Testo estratto:
····················
Ci sono temi che sono difficili da affrontare, e ancora più difficili da raccontare al “grande pubblico”. Quello del disagio mentale, di cui tanto si parla ma di cui in verità si fa ancora fatica a prendere coscienza, a non vedere come una sorta di “onta”, è uno di questi. Ed è soltanto il primo dei motivi per cui “Tutto chiede salvezza”, la serie televisiva ispirata al romanzo che racconta la storia vera di Daniele Mencarelli, merita di essere visto. La seconda stagione è uscita su Netflix da alcune settimane, impreziosita dalla presenza di Drusilla Foer, segue le vicissitudini dei protagonisti della prima serie e introduce nuovi personaggi. Senza spoiler, va però sottolineato come raccontare di ricoverati con Trattamento Sanitario Obbligatorio, farlo senza scadere in troppi luoghi comuni, farlo riuscendo a rendere un tema così complesso fruibile in una modalità come quella della serie tv, è una grande cosa. E non è più cosi raro che produzioni a firma italiana affrontino tematiche complesse e riescano a conquistare tanto pubblico. Esempio principe ne è ovviamente “Mare Fuori”. Ma non unico e non ultimo.
····················
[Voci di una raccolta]
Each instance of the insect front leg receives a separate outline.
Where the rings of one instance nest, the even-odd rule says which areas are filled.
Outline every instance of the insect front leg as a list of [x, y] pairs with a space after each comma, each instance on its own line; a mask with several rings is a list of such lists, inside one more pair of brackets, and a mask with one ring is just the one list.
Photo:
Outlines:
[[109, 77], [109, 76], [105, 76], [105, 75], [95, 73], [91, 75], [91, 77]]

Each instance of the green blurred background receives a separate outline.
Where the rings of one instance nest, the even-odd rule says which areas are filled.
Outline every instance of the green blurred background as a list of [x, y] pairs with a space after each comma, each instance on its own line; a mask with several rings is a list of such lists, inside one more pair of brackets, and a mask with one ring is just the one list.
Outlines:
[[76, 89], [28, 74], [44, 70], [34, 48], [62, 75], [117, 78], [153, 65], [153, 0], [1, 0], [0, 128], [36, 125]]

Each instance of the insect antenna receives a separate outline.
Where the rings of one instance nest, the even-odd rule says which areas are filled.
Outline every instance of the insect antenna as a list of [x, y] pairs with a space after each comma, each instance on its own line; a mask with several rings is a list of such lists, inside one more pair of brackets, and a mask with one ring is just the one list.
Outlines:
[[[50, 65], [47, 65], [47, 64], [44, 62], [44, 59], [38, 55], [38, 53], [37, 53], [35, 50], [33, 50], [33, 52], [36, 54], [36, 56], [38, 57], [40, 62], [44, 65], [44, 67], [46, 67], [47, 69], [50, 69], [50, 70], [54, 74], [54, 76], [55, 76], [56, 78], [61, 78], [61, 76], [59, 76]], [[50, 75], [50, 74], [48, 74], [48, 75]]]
····················
Compiti da svolgere:
[A] Elenca tutte le espressioni racchiuse tra virgolette nel testo su «Tutto chiede salvezza».
[B] Rispondi a ciascuna domanda in base al testo su «Tutto chiede salvezza».
(i) Su quale piattaforma è uscita la seconda stagione della serie?
(ii) A che cosa è ispirata la serie?
(iii) Quale produzione viene indicata come esempio principe di serie italiane che affrontano tematiche complesse?
[C] Scrivi il seguito del testo su «Tutto chiede salvezza», partendo subito dopo l'ultima frase riportata.
Le voci non servono per svolgere i compiti.

Risposte per compito:
[A]
grande pubblico
onta
Tutto chiede salvezza
Mare Fuori

[B]
(i) Su Netflix.
(ii) Al romanzo che racconta la storia vera di Daniele Mencarelli.
(iii) «Mare Fuori».

[C]
Perché è vero che spesso ci si mette davanti alla televisione per alleggerire, per svagarsi, e certo il Tso non è un tema leggero. Però ci sono racconti, soprattutto quando ispirati a storie vere, che arricchiscono. E possono contribuire a eliminare tabù culturali che non fanno bene a nessuno. Perché il primo passo, per curare questi disturbi, è riconoscerli. È non vergognarsi di chiamarli con il loro nome. É non pensare che basti un’etichetta a descrivere chi ne soffre, perché sono persone, sono molto di più che una definizione clinica. Perché possono regalare spiragli di autentica umanità e commuovere. Come i protagonisti, bravissimi, di questa serie che a parere di chi scrive tutti dovrebbero guardare.